Problem statement: Format the material below as a JSON list of strings, with one string per line. Skip blank lines and leave out the picture line.

(Location annotation dataset excerpts)
## begin
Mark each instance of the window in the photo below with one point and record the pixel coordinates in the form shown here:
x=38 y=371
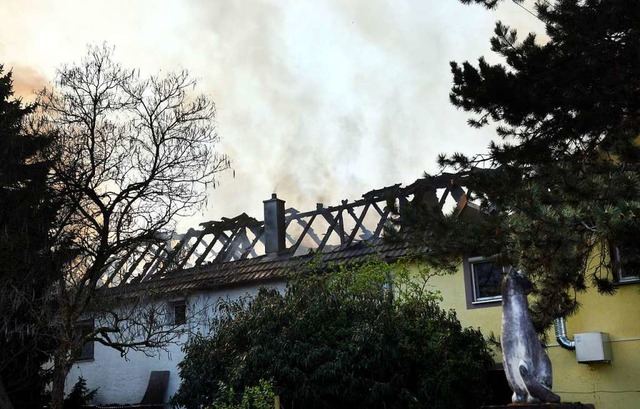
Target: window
x=84 y=328
x=178 y=312
x=483 y=280
x=626 y=264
## end
Correct result:
[
  "Mark each instance of the window in the photo below with one point and record the pixel coordinates in the form shown here:",
  "x=38 y=371",
  "Target: window",
  "x=84 y=328",
  "x=178 y=312",
  "x=483 y=280",
  "x=626 y=264"
]